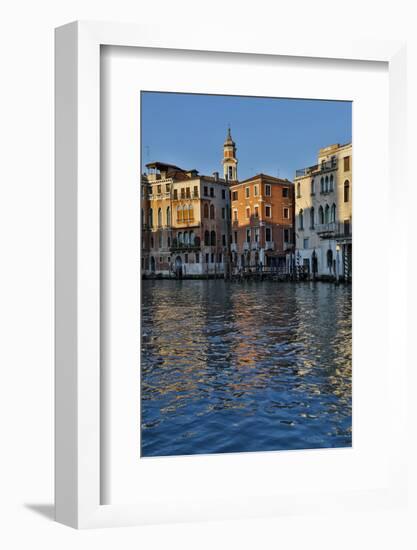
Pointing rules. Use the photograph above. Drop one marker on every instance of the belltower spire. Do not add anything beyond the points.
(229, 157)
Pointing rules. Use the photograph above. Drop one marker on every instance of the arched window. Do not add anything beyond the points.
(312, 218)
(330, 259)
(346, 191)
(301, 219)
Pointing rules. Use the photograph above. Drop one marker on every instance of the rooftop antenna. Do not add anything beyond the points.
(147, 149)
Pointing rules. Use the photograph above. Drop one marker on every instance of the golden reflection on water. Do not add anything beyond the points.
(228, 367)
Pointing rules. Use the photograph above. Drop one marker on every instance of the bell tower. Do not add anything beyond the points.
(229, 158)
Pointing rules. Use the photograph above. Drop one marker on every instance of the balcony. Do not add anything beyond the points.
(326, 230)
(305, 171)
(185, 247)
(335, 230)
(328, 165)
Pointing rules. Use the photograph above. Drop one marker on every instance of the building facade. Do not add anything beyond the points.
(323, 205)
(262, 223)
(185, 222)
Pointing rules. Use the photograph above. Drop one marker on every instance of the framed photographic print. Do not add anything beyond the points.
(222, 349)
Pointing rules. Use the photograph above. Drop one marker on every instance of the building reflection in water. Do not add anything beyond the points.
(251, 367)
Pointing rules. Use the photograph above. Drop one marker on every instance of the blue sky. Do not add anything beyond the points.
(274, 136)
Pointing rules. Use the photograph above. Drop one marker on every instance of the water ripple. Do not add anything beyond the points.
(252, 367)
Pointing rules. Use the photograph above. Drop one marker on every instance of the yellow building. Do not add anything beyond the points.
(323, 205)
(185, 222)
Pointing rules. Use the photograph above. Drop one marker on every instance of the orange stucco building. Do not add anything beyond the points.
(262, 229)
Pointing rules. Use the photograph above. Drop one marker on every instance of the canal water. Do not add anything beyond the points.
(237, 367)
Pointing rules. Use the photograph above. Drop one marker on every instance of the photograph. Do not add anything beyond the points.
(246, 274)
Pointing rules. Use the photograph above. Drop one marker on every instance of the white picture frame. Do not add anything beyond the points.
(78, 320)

* * *

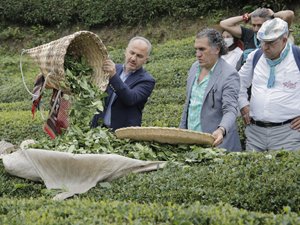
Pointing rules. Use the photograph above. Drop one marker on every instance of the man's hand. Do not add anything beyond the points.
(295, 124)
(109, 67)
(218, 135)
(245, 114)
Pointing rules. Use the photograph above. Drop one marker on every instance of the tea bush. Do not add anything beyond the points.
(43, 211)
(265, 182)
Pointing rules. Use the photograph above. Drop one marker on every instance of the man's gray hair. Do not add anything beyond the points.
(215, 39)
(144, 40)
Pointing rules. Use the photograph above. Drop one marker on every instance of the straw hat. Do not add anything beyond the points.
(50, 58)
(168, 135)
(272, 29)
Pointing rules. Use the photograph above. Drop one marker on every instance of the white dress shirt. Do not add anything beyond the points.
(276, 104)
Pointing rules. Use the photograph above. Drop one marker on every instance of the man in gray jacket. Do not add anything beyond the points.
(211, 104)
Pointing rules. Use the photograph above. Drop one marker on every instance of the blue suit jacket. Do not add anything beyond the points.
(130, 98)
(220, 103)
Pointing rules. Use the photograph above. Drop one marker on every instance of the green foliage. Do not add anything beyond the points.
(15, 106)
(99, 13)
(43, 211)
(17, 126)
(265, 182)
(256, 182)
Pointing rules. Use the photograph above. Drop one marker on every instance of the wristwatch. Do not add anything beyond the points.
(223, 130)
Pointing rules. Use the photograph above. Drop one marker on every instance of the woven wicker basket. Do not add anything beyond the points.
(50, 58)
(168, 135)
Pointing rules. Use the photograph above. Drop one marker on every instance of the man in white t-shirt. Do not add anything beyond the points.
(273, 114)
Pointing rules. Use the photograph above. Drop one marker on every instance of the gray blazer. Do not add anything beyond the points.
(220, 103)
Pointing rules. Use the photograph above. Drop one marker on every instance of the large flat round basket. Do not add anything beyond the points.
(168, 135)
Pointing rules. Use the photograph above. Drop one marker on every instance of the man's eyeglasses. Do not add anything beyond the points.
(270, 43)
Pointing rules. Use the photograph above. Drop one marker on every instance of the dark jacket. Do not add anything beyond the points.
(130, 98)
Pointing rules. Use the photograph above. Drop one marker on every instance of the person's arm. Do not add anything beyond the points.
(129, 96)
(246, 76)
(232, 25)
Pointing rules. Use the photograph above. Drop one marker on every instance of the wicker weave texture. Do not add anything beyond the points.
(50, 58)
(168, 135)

TASK STATEMENT
Go back through the records above and report each line that contains the word "wicker", copying every such line in full.

ANSWER TO THIS TASK
Pointing rules. Use the photograph above. Drop one marker on every instance of the woven wicker basket. Do not add anything beyond the points.
Pointing rules. Use the photograph above. Drop one marker on every instance of the wicker weave texture. Do not add anything beyond the points.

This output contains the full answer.